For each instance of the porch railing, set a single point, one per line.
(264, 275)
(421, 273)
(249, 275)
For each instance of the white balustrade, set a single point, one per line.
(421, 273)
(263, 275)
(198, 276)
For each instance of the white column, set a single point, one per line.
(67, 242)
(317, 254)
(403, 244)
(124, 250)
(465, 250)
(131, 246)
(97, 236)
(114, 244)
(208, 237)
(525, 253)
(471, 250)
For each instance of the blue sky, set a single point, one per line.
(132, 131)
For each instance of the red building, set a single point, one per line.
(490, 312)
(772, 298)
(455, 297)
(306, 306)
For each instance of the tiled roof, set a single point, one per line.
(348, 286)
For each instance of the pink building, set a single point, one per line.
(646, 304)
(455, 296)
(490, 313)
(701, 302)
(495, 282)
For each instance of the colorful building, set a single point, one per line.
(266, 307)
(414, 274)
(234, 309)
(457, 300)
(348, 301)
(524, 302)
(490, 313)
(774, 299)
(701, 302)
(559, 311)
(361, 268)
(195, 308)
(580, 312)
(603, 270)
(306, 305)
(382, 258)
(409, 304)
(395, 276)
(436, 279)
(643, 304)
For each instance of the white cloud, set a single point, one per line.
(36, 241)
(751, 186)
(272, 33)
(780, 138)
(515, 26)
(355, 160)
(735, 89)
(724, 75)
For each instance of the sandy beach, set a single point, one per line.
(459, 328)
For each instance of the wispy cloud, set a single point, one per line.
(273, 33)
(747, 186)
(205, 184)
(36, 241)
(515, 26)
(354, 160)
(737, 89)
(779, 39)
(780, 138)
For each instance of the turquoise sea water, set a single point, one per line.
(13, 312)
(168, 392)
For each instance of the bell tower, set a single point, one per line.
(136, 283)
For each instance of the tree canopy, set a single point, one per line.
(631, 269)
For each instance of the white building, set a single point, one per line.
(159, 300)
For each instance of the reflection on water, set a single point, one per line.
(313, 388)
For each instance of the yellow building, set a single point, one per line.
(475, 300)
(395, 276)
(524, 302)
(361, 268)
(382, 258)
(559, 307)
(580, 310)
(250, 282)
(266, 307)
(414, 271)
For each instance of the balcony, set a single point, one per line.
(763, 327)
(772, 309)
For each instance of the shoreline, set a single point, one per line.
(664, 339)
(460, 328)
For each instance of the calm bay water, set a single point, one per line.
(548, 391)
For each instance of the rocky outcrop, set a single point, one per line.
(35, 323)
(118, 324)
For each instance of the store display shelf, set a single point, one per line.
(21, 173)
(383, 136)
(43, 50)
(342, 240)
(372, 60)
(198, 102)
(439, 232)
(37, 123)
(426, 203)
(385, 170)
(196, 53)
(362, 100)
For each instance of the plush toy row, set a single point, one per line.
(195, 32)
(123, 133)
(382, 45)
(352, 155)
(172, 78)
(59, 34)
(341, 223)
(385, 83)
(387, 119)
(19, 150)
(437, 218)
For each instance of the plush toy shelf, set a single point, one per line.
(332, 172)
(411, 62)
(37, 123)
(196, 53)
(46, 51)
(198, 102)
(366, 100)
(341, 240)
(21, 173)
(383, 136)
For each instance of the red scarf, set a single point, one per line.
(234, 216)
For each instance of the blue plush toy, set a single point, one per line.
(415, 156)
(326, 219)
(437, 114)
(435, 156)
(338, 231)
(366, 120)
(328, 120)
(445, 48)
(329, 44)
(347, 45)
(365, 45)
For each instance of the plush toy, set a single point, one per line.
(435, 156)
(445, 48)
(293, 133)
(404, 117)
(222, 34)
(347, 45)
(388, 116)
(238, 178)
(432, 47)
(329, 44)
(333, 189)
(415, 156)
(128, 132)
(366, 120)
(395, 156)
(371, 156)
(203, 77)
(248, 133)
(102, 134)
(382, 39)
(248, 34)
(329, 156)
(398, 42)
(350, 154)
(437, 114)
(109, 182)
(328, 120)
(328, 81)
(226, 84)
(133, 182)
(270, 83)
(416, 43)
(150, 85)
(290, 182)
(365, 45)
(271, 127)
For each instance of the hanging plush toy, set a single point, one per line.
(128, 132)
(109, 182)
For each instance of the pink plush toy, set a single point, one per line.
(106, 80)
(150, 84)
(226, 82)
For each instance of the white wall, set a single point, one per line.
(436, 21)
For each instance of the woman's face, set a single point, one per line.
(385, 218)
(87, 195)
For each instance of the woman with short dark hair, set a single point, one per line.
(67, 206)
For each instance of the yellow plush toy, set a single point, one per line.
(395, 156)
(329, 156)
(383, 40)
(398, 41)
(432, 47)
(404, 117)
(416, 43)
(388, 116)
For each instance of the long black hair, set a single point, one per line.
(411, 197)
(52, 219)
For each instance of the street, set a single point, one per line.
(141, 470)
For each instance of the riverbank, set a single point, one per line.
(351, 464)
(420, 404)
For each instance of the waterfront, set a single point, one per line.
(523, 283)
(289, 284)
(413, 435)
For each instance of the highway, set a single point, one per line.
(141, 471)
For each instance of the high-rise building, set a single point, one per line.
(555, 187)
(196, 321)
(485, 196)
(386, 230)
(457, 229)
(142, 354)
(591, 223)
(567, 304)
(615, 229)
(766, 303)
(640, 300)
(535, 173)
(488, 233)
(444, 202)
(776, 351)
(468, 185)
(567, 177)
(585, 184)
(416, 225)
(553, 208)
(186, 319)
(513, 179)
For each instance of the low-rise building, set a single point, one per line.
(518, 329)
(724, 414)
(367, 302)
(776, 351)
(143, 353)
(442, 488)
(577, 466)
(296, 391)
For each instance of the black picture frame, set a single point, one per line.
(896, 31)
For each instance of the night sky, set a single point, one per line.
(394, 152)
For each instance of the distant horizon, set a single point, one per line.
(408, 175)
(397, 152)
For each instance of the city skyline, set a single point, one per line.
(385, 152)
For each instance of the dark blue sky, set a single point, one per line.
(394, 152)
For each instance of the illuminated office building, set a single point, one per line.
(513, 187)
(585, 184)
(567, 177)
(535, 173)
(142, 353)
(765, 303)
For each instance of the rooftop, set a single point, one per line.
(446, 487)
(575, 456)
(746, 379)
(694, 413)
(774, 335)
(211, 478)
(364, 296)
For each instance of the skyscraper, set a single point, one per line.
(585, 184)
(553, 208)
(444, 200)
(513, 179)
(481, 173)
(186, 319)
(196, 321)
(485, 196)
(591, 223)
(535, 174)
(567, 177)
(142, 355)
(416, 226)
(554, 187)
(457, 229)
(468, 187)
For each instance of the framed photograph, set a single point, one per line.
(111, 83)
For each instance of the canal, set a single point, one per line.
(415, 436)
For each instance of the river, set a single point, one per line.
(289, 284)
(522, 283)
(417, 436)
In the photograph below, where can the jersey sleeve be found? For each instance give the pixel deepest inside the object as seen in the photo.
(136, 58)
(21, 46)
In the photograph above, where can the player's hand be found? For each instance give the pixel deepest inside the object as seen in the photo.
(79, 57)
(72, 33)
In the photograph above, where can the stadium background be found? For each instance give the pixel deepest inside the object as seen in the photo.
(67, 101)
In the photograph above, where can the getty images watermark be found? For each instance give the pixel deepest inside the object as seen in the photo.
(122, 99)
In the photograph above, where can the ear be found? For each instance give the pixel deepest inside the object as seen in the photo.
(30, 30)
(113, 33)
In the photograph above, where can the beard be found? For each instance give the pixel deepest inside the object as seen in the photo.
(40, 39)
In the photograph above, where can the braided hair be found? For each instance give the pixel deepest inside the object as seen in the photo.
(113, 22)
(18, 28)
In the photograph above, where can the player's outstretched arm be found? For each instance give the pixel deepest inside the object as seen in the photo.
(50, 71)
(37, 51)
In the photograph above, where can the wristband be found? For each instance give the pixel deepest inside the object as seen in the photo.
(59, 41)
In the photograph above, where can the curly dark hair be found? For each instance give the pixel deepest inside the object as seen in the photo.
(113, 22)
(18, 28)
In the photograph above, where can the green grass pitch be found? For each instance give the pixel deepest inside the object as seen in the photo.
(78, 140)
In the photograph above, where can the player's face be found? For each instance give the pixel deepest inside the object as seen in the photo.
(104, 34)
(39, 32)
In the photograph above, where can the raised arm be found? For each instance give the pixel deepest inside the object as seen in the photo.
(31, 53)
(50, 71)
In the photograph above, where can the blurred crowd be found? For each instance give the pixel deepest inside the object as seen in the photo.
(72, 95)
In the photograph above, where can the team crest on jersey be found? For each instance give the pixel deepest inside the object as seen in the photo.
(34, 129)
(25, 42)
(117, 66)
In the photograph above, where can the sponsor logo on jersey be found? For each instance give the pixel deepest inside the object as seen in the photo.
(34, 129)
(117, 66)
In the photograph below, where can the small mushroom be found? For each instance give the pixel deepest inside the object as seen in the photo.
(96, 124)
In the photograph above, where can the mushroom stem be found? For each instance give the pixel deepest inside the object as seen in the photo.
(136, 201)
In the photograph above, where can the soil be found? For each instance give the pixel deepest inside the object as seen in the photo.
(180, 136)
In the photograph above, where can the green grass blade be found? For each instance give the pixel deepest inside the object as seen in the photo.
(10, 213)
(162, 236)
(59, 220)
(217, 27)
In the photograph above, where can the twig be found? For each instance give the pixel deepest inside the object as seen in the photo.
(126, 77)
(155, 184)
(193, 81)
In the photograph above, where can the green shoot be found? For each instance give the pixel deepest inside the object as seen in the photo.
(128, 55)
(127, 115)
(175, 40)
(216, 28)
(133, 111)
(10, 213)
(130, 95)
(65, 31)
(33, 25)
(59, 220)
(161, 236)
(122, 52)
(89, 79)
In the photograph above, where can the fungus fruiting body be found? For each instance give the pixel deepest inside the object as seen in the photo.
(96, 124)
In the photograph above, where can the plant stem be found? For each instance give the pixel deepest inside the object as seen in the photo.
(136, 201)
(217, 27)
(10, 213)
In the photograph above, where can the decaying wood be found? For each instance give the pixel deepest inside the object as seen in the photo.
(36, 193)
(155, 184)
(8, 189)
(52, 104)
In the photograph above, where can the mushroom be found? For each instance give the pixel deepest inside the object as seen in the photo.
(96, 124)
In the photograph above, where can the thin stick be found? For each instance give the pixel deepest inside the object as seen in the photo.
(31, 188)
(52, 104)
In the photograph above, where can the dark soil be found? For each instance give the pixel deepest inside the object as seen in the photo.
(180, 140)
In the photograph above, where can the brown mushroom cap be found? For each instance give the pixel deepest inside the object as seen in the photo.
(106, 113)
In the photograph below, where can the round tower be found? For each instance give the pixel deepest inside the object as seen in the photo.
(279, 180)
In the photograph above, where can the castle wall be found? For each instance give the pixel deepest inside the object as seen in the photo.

::::

REQUIRED WORK
Reproduce exactly the line that holds "In the photograph above, where can the dark", then every line after it, ending with the final line of the records above.

ANSWER TO THIS TASK
In the photograph above, where can the dark soil be found? For each instance give the pixel deepest inside the object as seen in the photo.
(180, 140)
In the photograph above, where can the brown mushroom cap be found? For each instance give the pixel deepest inside the object as seen in the photo.
(106, 113)
In the photograph below, where can the round tower be found? For each instance give the pixel deepest inside the object as seen in the photo.
(279, 180)
In the photograph above, where can the castle wall be found? For each instance give the pixel deepest inside the object as seen in the photo.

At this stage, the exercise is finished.